Excerpt START

In Ashland, Charter also throws in the Discovery channel, The Learning Channel, MTV and several other channels to its basic television package, the representative said.

AFN currently offers a bottom tier for cable television that includes a handful of channels for $9.95 a month. AFN’s next level, which is similar to Charter’s basic television package, costs $17.96 a month, according to AFN customer service specialist Vince Zauskey.

Those AFN television prices include a few dollars in franchise fees and PEG fees that are added to monthly bills, according to Zauskey.

Charter does not include the fees when making quotes.

Internet Service Providers retail AFN’s wholesale residential Internet service for about $35 to $40, Zauskey said.

That residential-level Internet service is faster than the service councilors envision providing to all Ashland households and businesses.

Councilor David Chapman, who helped develop the open carrier model with Councilors Russ Silbiger and Cate Hartzell with local ISP owner Alan Oppenheimer, said most residents would probably still need to buy AFN’s Internet service through an ISP to get e-mail, technical support, virus protection and other services

The $10 monthly city fee could be included in the amount Internet users pay ISPs, so that AFN Internet users wouldn’t end up paying more, according to Silbiger.

Losers

It’s the person who wants full cable television service who would have a higher monthly bill.

Excerpt END
Data START

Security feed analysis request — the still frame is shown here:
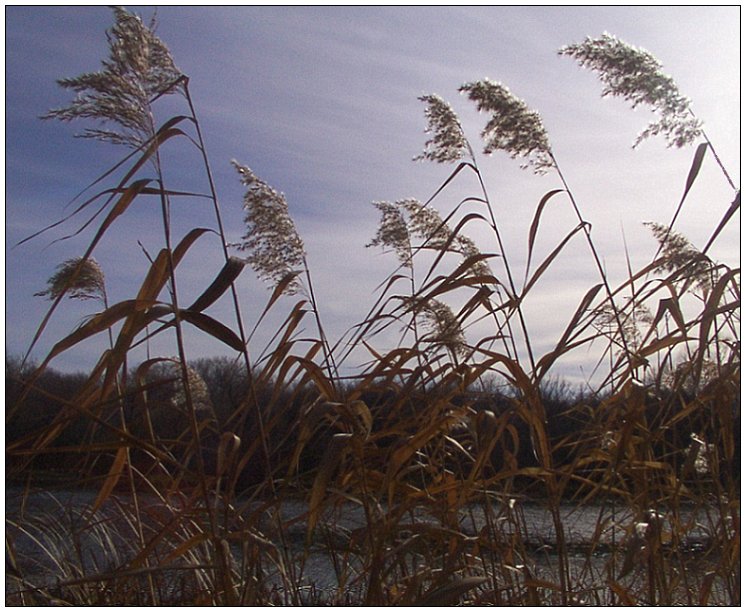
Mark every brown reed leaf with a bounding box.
[414,576,488,606]
[179,309,245,353]
[526,189,564,278]
[90,445,129,517]
[306,433,352,544]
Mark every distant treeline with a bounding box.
[5,357,740,490]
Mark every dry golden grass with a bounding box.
[6,10,740,606]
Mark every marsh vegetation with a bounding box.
[6,9,740,605]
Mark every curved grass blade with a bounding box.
[179,309,244,352]
[668,142,708,229]
[188,257,246,312]
[524,189,564,283]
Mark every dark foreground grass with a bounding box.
[6,9,740,605]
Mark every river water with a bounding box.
[5,486,736,603]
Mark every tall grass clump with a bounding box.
[6,8,740,606]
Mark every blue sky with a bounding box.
[5,6,740,379]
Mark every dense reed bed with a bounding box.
[6,9,740,605]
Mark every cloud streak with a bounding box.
[6,7,740,384]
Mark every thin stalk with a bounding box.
[549,151,632,380]
[467,142,536,372]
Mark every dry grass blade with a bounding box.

Data END

* Task instructions *
Reproduce the whole passage on Ashland's AFN television and Internet prices word for word.

* Solution below *
In Ashland, Charter also throws in the Discovery channel, The Learning Channel, MTV and several other channels to its basic television package, the representative said.

AFN currently offers a bottom tier for cable television that includes a handful of channels for $9.95 a month. AFN’s next level, which is similar to Charter’s basic television package, costs $17.96 a month, according to AFN customer service specialist Vince Zauskey.

Those AFN television prices include a few dollars in franchise fees and PEG fees that are added to monthly bills, according to Zauskey.

Charter does not include the fees when making quotes.

Internet Service Providers retail AFN’s wholesale residential Internet service for about $35 to $40, Zauskey said.

That residential-level Internet service is faster than the service councilors envision providing to all Ashland households and businesses.

Councilor David Chapman, who helped develop the open carrier model with Councilors Russ Silbiger and Cate Hartzell with local ISP owner Alan Oppenheimer, said most residents would probably still need to buy AFN’s Internet service through an ISP to get e-mail, technical support, virus protection and other services

The $10 monthly city fee could be included in the amount Internet users pay ISPs, so that AFN Internet users wouldn’t end up paying more, according to Silbiger.

Losers

It’s the person who wants full cable television service who would have a higher monthly bill.